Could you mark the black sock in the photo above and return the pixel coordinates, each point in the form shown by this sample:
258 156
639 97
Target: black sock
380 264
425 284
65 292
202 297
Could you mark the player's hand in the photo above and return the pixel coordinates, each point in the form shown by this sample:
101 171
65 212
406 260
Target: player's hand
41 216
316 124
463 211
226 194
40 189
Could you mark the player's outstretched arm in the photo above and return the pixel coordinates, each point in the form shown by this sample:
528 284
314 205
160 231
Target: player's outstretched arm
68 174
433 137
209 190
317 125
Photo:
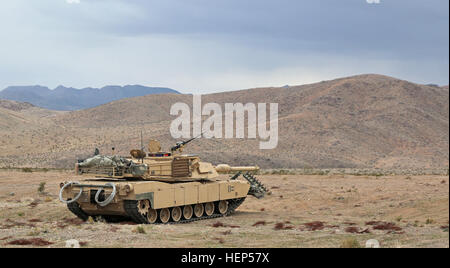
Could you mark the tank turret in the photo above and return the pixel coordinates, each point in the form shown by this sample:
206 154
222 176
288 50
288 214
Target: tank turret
157 186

---

Please transcribe every line of the items above exactly, from start to end, and leave the pictures out.

* **Written response**:
Could you mark the black sock in the photo above and return the pixel coordinates, each point in the form shown by this sample:
258 156
639 97
Target: black sock
380 264
425 284
65 292
202 297
Could you mark the player's hand in the photo above and return the pixel coordinates, each point in the form shown by this sample:
101 171
65 212
406 260
Target: player's hand
41 216
316 124
463 211
226 194
40 189
Could you mark the player's outstretched arm in the photo above and return the pixel coordinates, each point in the form shown by this sample:
528 284
314 205
160 231
Target: player's outstretched arm
68 174
433 137
209 190
317 125
Photo:
Could you mark the tank turret in the photo above and return the pixel coordinates, each point in the form shown by this sample:
206 154
222 176
288 50
288 214
Target: tank turret
157 186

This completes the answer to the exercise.